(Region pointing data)
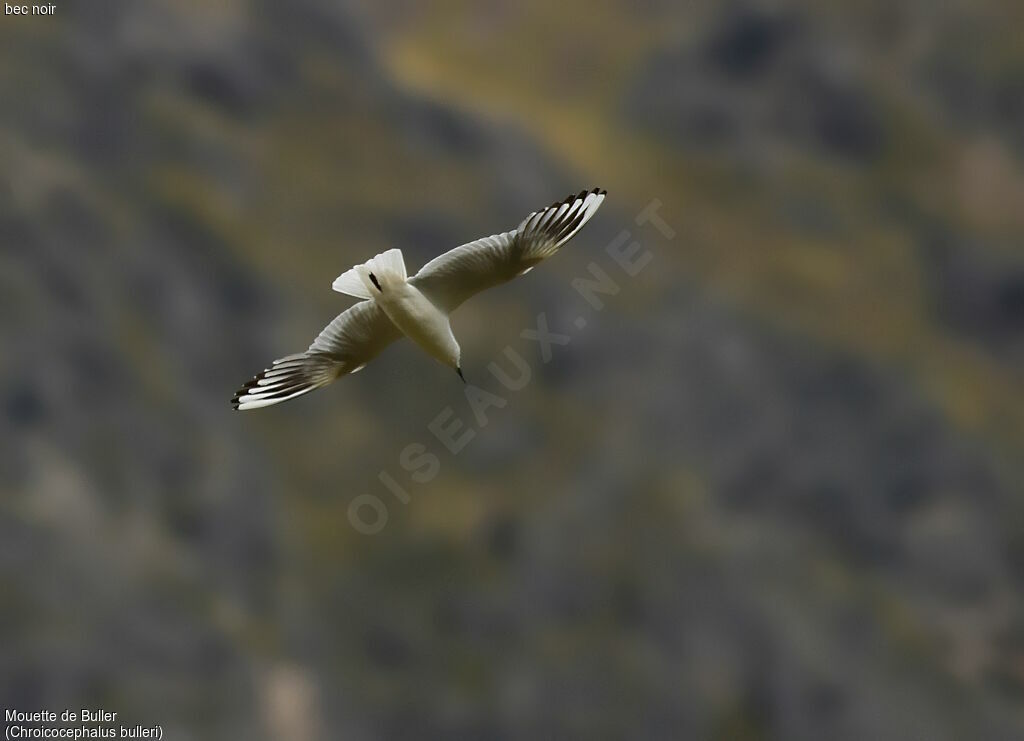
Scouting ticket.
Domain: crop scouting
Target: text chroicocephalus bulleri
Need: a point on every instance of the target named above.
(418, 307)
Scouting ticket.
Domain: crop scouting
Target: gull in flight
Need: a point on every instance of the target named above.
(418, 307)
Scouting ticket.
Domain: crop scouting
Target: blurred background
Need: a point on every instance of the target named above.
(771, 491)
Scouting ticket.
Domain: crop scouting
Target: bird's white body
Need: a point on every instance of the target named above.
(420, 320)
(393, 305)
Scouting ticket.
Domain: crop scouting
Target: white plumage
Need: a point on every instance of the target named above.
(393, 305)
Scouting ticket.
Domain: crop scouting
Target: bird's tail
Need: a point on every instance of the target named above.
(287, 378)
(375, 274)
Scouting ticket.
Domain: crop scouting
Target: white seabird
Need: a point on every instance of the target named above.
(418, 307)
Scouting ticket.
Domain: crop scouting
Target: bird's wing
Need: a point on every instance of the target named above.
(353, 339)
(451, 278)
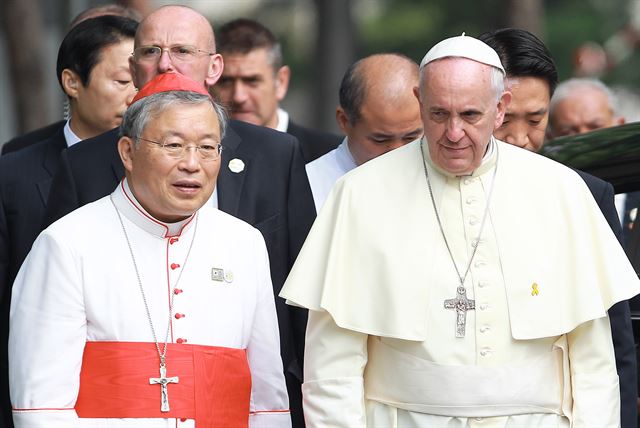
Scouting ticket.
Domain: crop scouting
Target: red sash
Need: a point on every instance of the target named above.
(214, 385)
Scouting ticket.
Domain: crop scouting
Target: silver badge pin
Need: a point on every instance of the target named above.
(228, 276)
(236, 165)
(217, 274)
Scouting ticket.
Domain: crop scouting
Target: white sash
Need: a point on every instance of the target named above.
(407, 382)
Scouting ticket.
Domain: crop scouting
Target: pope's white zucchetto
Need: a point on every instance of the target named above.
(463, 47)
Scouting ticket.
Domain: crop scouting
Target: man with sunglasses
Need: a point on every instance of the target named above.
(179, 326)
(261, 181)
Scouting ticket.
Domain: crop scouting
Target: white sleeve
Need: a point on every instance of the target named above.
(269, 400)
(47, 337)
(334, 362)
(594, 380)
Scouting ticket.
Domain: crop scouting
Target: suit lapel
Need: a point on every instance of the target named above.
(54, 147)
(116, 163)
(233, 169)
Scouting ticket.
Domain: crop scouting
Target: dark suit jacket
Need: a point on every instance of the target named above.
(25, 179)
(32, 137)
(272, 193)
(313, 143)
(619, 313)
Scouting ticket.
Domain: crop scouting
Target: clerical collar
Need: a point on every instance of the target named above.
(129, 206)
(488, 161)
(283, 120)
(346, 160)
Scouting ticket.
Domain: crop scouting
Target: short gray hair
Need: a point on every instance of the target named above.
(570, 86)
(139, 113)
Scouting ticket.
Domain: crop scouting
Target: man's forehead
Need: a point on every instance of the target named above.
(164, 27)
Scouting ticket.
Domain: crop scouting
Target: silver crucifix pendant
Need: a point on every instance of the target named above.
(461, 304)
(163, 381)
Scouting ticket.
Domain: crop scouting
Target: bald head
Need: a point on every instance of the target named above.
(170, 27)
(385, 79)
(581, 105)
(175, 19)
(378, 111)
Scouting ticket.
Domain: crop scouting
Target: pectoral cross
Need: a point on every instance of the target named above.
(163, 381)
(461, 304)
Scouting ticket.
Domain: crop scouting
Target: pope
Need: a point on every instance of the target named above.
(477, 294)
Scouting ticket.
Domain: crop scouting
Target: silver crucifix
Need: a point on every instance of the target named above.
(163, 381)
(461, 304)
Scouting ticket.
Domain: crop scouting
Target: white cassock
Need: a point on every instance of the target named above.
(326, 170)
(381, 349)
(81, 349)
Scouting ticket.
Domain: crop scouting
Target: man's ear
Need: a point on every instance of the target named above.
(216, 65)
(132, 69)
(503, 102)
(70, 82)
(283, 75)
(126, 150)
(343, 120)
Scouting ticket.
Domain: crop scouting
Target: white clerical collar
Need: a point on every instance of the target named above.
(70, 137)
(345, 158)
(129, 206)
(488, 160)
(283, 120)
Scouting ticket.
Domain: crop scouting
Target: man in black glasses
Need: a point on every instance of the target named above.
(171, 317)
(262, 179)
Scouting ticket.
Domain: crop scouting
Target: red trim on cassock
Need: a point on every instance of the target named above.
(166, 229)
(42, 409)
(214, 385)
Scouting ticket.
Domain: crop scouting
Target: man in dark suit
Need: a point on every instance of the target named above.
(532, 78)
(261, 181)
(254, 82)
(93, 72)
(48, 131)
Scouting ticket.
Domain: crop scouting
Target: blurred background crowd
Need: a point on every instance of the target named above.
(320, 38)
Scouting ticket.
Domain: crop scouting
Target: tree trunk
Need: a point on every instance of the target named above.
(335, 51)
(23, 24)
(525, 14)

### Aim of the exercise
Reproduce every line of the records containing the string "dark".

### Expected output
Target: dark suit jacket
Target: man in dark suit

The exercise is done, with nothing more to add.